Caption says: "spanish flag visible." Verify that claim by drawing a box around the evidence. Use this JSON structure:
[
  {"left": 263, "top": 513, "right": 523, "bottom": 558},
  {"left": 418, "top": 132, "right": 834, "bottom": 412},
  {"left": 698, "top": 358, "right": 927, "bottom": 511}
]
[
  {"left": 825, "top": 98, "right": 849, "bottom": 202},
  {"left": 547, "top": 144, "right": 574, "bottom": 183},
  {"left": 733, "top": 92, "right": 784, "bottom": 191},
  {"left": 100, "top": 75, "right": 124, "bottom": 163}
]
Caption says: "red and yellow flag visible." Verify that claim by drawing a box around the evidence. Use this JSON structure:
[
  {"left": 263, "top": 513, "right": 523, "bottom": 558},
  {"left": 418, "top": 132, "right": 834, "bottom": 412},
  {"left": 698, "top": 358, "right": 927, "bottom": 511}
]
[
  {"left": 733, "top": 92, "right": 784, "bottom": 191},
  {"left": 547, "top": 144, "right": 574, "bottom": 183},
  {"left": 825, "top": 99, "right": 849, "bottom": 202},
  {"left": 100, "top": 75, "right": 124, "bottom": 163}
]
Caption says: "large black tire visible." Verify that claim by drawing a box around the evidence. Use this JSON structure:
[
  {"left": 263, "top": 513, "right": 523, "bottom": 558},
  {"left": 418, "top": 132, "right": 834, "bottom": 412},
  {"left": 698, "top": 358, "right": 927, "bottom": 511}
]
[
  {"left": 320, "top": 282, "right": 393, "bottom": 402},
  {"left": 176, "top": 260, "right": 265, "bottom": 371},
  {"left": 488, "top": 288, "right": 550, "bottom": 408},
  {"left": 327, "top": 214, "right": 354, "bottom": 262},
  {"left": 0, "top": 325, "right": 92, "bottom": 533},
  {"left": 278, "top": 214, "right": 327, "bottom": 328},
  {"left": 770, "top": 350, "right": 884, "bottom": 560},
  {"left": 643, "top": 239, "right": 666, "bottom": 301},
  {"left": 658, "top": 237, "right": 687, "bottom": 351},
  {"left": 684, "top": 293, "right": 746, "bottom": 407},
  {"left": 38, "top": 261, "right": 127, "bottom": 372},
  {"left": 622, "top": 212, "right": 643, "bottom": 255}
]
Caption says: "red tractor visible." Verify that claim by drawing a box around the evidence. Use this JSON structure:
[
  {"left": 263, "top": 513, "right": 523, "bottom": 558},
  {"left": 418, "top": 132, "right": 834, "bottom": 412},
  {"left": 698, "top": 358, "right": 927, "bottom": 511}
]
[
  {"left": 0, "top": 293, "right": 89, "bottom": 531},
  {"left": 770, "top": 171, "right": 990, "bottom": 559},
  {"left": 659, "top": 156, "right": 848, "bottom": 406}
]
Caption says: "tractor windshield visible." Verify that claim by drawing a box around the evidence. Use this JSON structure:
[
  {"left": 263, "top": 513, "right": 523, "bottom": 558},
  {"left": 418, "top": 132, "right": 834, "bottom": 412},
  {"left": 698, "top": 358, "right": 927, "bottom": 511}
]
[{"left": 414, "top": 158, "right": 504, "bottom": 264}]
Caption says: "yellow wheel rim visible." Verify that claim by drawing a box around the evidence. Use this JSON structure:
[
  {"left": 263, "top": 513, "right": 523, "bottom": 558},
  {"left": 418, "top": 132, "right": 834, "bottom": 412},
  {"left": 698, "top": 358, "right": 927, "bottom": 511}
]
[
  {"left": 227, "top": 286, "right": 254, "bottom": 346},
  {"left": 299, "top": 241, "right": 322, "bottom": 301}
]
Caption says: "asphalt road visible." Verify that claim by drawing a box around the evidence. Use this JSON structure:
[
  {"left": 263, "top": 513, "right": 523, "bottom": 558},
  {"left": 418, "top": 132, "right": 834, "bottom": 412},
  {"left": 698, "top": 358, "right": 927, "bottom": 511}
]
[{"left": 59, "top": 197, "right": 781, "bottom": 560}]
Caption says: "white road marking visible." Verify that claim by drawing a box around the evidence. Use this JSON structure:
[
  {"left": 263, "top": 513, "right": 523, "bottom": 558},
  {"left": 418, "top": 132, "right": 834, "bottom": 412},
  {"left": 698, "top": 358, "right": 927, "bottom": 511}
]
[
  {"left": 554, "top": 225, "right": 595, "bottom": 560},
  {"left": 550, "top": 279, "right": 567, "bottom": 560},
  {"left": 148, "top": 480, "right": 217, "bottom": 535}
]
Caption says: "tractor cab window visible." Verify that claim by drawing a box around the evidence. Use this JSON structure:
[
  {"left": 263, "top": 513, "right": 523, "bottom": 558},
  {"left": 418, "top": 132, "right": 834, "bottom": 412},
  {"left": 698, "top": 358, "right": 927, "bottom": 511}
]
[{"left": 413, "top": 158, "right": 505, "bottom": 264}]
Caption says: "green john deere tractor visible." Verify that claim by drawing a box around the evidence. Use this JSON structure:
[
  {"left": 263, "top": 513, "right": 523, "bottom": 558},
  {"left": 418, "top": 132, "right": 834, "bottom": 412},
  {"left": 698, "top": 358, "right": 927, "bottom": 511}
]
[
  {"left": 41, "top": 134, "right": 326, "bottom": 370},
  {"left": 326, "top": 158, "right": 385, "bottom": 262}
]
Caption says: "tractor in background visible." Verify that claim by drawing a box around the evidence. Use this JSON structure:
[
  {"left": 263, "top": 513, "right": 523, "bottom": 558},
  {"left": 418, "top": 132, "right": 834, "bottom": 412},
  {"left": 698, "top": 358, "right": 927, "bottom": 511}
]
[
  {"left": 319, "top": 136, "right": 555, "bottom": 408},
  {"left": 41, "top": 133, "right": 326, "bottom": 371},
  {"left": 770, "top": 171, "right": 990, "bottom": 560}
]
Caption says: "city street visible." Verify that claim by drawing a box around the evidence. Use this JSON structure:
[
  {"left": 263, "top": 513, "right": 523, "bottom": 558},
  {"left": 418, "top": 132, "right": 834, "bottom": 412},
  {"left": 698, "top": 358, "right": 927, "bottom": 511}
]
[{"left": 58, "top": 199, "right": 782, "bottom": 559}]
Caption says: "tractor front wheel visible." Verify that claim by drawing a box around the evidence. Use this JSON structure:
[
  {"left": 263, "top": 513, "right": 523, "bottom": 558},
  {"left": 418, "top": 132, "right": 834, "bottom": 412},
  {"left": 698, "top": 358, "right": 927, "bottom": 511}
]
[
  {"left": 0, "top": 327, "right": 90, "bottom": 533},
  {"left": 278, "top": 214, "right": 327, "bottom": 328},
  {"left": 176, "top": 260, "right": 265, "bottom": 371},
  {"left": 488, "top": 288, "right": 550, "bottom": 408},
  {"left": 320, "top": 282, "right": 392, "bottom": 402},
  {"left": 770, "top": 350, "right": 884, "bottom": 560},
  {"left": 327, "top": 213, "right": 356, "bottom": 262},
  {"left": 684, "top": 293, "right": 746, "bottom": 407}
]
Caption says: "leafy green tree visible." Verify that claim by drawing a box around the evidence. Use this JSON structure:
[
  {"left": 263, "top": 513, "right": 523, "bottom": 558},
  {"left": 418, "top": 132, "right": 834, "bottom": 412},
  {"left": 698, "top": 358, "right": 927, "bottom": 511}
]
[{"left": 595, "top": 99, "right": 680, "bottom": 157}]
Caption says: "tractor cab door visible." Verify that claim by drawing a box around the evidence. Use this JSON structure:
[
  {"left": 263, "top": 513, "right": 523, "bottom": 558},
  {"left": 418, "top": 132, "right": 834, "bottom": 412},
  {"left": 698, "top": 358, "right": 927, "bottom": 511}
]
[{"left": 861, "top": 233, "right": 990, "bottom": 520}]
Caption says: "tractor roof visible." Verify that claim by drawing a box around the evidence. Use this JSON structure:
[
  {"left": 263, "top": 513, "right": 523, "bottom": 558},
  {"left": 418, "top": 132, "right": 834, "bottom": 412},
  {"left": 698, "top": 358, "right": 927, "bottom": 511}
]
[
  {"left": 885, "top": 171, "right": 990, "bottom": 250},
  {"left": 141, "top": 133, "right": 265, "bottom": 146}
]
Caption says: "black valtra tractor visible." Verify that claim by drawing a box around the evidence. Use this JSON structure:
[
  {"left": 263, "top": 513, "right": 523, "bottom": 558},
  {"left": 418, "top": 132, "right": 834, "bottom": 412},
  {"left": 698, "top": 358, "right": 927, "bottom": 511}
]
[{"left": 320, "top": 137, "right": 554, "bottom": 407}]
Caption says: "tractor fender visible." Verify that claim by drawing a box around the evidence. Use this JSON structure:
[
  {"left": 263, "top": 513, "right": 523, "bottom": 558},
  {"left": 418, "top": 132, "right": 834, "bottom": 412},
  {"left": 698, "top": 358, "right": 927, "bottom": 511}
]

**Exercise details**
Filter the records above, copying every line that contains the word "yellow", and treat uppercase and lowercase letters as different.

**Answer to the task**
Caption says: "red and yellow flag visible." Verify that claim by drawing a box around the evidence. Use this JSON structure:
Caption says: "yellow wheel rim visible." Verify that claim by drawing a box around the evidence. Use this JSON structure:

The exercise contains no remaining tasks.